La scatola chiusa sul tavolo è rossa, manco a dirlo, dalla quale non appena apre il coperchio fuoriescono buste e fogli sparsi come fossero animate dalla voglia di prendere aria, ingialliti da quel tono di colore che è il segno inequivocabile del passare del tempo, vecchie fotografie con volti ormai estinti. Tra quelle righe c’è la storia della sua famiglia di origine trascritta tra il 1939 e il 1945, e della sua storia d’amore.

Piccoli diari di poche pagine di un viaggio che si chiama vita: vita da emigranti nel lontanissimo Canada nei primi anni del secolo scorso, vita di tristi lutti e di famiglie divise, di felici nascite che riparano in parte le perdite, di figli che ritrovano i padri in Francia e sanano radici recise, di viaggi per mare di un marito che rimarrà per sempre l’unico amore della sua vita che ebbe inizio proprio tra quelle lettere.

La corrispondenza con Sarino, suo futuro marito, iniziava negli anni sessanta fino al 1969 anno del matrimonio e a proposito di questo: chi di voi ha mai ricevuto una proposta di matrimonio con tanto di francobollo contenente la frase fatidica: mi vuoi sposare?

Mi vuoi… sì lo voglio, una promessa suggellata con l’inchiostro e fatta ancora prima che un prete lo chieda davanti ad una platea di testimoni.

Ma la vera chicca è un’altra che davvero potrebbe essere ispirazione di parte di una sceneggiatura da film romantico, di quelli che ti strappano un paio di grossi lacrimoni.

«Sarino, mio marito, faceva il marittimo. Un lavoro durissimo come macchinista/meccanico sulle navi mercantili e restava in viaggio per giorni chiuso dentro delle sale bollenti per interi giorni di mare.

Conoscevo i porti dove sarebbe arrivato e ad ognuno di questi gli facevo trovare non una lettera, ma addirittura quattro o cinque, alle quali lui rispondeva raccontandomi le sue giornate e dichiarandomi sempre il suo amore, e io lo stesso per lui».

Bellissima la fotografia del matrimonio che ritrae questa estrema inossidabile felicità.

«Raccontarci, raccontare le nostre giornate era l’unico modo per restare insieme, per saldare quel fidanzamento che sarebbe diventato matrimonio e famiglia, avrebbe dato vita a quattro figli e tanti anni insieme che forse non avremmo avuto senza queste lettere che ci hanno tenuti uniti a distanza».

A matrimonio avvenuto anche il lavoro cambierà con il trasferimento a Torino alla FIAT di Mirafiori e successivamente a Palermo dove la famiglia rimarrà per sempre.

* Consegna
Nel brano sulla corrispondenza con Sarino, in quale anno si celebrò il matrimonio?

(Voci di annotazione con coordinate)

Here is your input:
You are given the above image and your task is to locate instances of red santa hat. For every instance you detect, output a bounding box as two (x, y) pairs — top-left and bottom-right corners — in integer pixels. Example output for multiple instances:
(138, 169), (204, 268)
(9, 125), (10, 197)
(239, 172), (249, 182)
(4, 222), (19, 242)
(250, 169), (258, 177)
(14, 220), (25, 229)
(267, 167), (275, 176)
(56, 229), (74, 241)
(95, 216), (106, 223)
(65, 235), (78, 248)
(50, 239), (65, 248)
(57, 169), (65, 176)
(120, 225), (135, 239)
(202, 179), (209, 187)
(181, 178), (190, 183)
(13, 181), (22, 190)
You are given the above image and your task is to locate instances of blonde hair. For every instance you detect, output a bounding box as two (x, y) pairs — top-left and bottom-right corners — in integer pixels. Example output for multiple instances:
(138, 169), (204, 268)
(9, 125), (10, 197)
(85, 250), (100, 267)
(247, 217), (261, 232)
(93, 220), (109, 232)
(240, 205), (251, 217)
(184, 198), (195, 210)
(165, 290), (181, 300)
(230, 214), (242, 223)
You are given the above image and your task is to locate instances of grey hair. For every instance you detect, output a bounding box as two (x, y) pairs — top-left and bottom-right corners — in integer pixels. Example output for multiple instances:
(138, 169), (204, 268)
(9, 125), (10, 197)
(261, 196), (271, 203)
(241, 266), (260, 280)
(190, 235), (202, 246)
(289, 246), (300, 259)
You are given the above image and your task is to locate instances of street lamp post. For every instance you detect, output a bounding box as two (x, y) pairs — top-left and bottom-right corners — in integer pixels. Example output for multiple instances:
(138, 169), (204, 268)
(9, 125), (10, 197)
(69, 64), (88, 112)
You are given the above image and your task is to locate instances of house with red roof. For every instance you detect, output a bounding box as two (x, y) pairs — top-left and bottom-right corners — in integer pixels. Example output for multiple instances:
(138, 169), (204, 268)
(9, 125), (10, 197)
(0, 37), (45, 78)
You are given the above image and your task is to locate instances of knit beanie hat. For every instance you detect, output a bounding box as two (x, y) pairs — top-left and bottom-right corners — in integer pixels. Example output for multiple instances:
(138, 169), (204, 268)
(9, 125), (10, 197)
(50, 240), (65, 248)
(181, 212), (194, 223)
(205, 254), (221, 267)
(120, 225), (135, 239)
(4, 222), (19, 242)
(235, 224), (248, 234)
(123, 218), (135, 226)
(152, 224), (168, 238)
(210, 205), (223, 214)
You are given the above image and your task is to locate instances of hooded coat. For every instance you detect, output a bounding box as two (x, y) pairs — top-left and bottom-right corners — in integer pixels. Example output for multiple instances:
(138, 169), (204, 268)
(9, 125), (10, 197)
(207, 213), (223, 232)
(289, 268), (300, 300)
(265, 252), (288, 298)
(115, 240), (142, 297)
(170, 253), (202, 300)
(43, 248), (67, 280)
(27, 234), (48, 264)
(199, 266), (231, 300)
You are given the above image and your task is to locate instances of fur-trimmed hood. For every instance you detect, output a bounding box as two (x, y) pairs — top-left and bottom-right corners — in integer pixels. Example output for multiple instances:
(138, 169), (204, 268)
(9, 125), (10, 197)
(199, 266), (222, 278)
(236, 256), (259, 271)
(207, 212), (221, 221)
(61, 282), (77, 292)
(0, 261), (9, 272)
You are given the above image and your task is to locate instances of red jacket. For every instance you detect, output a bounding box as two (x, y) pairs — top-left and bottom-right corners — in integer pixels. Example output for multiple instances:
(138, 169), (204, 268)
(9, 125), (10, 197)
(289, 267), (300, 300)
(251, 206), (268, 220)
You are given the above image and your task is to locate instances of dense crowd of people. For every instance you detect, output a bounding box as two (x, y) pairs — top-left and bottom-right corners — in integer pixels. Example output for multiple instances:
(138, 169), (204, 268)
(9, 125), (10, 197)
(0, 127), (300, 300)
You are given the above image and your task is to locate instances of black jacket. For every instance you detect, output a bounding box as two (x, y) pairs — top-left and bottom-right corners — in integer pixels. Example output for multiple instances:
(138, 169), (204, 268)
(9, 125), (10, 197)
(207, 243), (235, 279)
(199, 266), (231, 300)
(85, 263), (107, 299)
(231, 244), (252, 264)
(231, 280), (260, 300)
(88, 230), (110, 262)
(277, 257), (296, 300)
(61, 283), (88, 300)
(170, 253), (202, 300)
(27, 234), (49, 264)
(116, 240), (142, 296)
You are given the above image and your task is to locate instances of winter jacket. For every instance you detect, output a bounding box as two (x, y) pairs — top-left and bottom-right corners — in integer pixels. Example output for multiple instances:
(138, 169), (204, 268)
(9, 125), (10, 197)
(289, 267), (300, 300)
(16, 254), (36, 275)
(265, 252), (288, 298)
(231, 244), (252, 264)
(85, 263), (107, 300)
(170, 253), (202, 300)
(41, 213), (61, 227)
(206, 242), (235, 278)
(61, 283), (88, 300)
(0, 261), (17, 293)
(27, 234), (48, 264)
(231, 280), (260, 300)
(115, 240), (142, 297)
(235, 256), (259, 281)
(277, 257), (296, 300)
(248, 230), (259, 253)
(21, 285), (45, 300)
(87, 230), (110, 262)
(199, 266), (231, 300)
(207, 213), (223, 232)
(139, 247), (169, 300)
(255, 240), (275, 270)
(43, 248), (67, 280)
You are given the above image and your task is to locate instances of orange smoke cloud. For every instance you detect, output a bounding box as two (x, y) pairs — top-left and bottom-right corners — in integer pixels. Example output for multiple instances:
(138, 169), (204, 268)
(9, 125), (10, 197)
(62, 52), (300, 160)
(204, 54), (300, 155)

* Soluzione
Nel 1969.